START Material supplied
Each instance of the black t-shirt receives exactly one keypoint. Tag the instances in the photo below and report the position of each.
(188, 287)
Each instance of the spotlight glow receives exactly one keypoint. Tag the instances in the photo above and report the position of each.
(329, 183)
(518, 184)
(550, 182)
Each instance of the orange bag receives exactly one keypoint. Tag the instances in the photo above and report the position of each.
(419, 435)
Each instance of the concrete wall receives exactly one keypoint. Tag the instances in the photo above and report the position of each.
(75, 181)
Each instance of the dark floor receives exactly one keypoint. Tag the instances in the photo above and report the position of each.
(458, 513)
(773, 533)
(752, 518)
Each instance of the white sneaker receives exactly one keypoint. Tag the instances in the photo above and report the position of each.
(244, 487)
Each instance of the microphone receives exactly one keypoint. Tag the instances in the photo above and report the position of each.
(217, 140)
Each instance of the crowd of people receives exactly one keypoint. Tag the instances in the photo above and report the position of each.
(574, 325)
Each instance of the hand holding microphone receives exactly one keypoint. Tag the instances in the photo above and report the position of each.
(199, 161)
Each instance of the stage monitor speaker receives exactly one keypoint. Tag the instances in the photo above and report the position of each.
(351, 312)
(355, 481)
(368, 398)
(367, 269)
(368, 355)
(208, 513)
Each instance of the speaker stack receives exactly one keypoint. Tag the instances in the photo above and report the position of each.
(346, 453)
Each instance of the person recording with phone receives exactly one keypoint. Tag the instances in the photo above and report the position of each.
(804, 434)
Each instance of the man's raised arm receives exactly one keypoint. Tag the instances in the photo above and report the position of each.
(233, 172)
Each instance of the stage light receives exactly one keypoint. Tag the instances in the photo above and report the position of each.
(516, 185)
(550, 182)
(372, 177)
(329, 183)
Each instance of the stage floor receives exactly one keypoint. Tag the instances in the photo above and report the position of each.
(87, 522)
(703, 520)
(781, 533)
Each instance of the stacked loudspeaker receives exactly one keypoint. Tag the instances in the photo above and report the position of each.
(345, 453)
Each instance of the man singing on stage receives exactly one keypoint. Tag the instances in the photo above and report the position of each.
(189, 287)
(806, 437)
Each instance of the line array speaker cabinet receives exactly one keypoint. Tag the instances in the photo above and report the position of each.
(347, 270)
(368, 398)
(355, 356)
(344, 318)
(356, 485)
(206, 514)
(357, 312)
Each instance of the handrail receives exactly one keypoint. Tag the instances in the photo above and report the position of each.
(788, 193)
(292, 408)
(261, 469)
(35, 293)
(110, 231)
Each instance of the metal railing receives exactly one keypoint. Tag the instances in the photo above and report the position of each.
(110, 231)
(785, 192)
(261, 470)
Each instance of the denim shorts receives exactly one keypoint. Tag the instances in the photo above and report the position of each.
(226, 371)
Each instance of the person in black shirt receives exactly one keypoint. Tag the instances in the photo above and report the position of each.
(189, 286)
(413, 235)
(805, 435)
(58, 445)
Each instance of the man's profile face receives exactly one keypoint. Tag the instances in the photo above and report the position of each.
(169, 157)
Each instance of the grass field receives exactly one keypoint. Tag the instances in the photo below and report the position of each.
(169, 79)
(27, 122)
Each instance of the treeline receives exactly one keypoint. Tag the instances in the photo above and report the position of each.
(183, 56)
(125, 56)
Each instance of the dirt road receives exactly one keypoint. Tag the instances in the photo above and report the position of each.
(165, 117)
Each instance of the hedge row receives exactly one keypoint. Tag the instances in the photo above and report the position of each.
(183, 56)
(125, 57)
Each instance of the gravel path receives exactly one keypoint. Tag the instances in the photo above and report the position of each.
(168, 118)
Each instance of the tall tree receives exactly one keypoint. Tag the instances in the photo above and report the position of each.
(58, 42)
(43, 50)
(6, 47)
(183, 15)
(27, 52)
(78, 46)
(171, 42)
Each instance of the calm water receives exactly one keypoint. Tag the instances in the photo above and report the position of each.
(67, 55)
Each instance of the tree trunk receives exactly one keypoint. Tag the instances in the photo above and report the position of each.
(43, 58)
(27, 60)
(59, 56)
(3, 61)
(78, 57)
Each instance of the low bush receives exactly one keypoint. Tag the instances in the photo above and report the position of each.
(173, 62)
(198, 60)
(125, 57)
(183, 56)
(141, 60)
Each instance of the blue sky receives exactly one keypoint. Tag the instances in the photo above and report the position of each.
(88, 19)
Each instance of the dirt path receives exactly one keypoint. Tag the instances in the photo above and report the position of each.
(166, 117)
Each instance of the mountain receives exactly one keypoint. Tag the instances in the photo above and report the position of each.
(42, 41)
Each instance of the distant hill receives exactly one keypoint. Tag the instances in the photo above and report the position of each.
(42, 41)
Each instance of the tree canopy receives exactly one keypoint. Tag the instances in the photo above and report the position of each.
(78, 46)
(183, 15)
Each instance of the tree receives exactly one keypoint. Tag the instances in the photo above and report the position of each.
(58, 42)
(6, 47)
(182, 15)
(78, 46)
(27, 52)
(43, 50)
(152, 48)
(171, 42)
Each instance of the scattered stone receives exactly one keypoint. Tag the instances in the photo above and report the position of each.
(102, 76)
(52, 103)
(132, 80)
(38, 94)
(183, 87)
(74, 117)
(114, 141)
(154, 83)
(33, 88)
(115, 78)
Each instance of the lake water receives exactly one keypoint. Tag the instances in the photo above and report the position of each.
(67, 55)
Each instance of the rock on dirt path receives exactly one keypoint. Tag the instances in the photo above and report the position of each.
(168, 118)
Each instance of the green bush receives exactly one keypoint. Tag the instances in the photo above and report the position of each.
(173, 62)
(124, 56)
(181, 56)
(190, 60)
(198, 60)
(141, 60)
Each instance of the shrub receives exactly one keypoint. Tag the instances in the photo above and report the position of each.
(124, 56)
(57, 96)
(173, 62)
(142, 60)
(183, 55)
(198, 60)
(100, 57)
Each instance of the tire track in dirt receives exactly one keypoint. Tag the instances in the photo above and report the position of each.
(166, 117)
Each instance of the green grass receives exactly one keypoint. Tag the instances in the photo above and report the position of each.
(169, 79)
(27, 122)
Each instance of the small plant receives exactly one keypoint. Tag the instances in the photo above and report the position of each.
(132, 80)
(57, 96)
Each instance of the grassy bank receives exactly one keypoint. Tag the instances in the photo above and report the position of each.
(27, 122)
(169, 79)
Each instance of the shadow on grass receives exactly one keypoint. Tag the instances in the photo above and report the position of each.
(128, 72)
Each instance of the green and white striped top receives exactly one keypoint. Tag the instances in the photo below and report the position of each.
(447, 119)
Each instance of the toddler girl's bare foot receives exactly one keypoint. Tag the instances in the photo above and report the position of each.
END Material supplied
### What you should do
Copy the rows above, beginning at the row that contains "Each instance of the grassy" and ending with the final row. Add 3 to every number in the answer coordinates and leave all other rows unchanged.

### Solved exercise
Each instance of the grassy bank receives exactly one keypoint. Tag the instances in the photo above and report the position of each.
(30, 125)
(172, 82)
Each instance of the shadow on grass receives exactly one keypoint. Tag the instances in the photo above and report the position of each.
(131, 75)
Each instance of the green and white striped top receives exactly one keypoint. Tag the instances in the photo below and report the position of each.
(450, 122)
Each instance of the toddler girl's bare foot receives exactly one keypoint. Tag the instances in the photo above and report the position of each.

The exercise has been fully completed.